提示テキスト =
□ □ □ □ □ □ □
今回は、この“オリスの会心作”である、アクイスデイトキャリバー400を紹介し、皆さんにその魅力を知っていただきたいと思います。

 

 

 

 

 

 

■「アクイス」とはどんなモデル?

 

まずは、オリスの「アクイス」についてご存じない方もいらっしゃるかもしれませんので、少しアクイスについて説明しておきます。

 

アクイスは、その名称の「Aquis=水」という言葉が示唆するように、オリスのダイバーズウォッチシリーズとして2011年に誕生しました。その頃は、ロレックスを中心にベゼル部品を「セラミック」に進化させる流れがありました。その背景もあり、アクイスもトレンドに乗り、“セラミックベゼルをもつダイバーズウォッチ”として誕生しました。

↑2011年に登場した第一世代アクイス

 

アクイスはオリスの理念もあり、良心的な価格でリリースされたので、そのコストパフォーマンスの高さから、スマッシュヒットとなりました。その後、2017年新世代モデルに変わった後も人気を維持し、今もオリス屈指の人気モデルとして君臨しています。
□ □ □ □ □ □ □
記録データ =
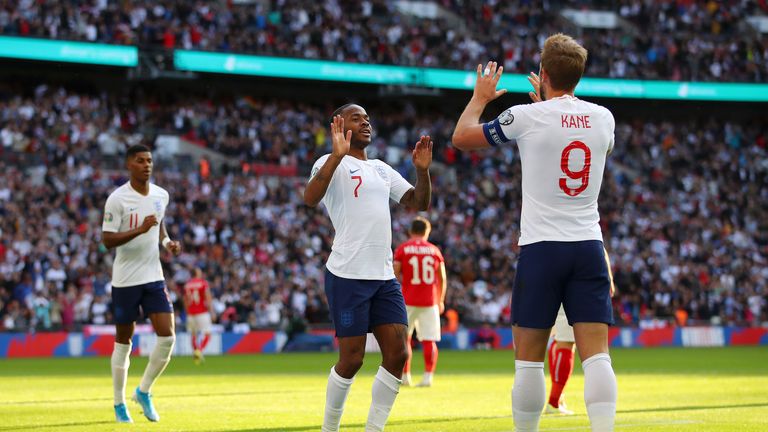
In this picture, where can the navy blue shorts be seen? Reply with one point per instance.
(573, 274)
(357, 306)
(151, 297)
□ □ □ □ □ □ □
作業内容 = アクイスを紹介する文章から、「アクイスは、その名称の「Aq」で始まり「モデルとして君臨しています。」まで続く部分を、一字も変えずに抜き出す。

正解 =
アクイスは、その名称の「Aquis=水」という言葉が示唆するように、オリスのダイバーズウォッチシリーズとして2011年に誕生しました。その頃は、ロレックスを中心にベゼル部品を「セラミック」に進化させる流れがありました。その背景もあり、アクイスもトレンドに乗り、“セラミックベゼルをもつダイバーズウォッチ”として誕生しました。

↑2011年に登場した第一世代アクイス

 

アクイスはオリスの理念もあり、良心的な価格でリリースされたので、そのコストパフォーマンスの高さから、スマッシュヒットとなりました。その後、2017年新世代モデルに変わった後も人気を維持し、今もオリス屈指の人気モデルとして君臨しています。